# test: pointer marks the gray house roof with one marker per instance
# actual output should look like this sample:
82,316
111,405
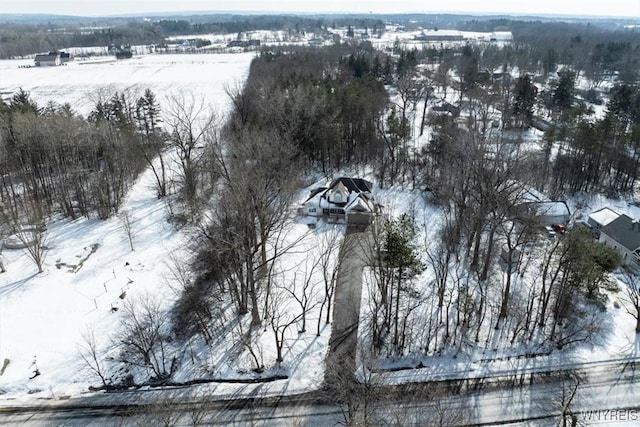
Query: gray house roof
625,231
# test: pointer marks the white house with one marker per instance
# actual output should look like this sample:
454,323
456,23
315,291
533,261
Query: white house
623,234
348,200
601,218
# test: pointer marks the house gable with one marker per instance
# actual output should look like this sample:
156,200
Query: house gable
338,193
602,217
625,231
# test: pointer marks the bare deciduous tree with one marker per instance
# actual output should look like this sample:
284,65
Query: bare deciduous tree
632,287
90,354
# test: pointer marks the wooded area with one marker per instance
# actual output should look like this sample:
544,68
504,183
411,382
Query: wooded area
303,111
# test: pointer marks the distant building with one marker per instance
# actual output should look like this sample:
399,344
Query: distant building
348,200
501,36
50,59
601,218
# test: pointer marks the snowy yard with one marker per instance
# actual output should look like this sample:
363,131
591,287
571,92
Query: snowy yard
91,273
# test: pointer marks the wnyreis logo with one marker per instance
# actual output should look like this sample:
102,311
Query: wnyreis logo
611,415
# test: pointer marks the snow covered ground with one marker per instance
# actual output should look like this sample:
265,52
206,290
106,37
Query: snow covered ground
83,83
90,268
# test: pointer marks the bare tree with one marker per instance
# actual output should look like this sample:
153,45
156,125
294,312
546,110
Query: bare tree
145,334
94,361
632,287
191,123
26,220
127,225
280,319
329,264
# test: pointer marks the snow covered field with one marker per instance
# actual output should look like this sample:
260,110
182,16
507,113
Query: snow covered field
82,83
90,269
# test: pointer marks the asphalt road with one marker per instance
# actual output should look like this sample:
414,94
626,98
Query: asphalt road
606,395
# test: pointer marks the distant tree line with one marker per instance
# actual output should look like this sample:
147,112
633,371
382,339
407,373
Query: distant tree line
19,39
62,162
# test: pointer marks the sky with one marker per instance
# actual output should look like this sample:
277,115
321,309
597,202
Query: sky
622,8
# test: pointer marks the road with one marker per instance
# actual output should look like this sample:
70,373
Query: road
606,395
348,292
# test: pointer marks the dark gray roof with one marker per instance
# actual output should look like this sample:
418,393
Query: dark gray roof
46,57
357,185
625,231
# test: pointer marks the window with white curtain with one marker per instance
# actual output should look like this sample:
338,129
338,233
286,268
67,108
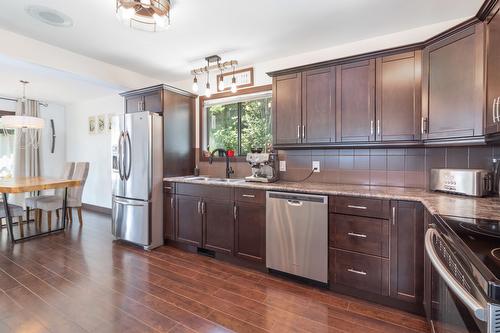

....

§ **Directions**:
Retype the records above exactly, starting at the line that contains "# test: pointer marks the distant tree" and going through the last line, and leave out any pictures.

§ **Solution to this problem**:
# test: pointer marks the distant tree line with one marker per instance
# actual output should look like this sample:
147,112
633,371
382,339
407,373
Query: distant tree line
19,39
62,162
# test: pointer marks the sky with one marker per instance
# actual output should look like this sample:
277,115
321,309
597,202
Query: sky
622,8
# test: pointer marks the road with one marker per instance
# actual output should look like this sample:
70,373
Query: road
606,395
348,292
# test: pointer marks the dark gray roof with one marker per instance
# actual output should look like this sample:
418,393
Query: dark gray roof
46,57
357,185
625,231
# test: pointer marks the window with white curtain with one marker per instance
# actual output should look like this sample:
338,129
338,233
286,268
67,108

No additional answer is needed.